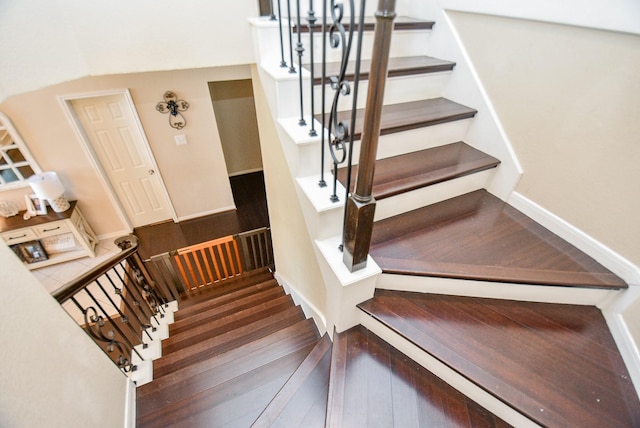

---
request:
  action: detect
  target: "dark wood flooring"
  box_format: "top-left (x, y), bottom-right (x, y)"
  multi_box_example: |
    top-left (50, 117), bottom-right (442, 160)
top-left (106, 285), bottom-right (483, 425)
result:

#####

Rewrite the rows above so that each "top-left" becomes "upper-left", keeping everything else the same. Omit the pictures from your version.

OUTPUT FOR THIS EXERCISE -
---
request:
  action: detect
  target: "dark wood flooring"
  box_format: "upper-left (x, y), bottom-right (x, y)"
  multi_box_example: |
    upper-left (50, 117), bottom-right (442, 160)
upper-left (106, 285), bottom-right (483, 425)
result:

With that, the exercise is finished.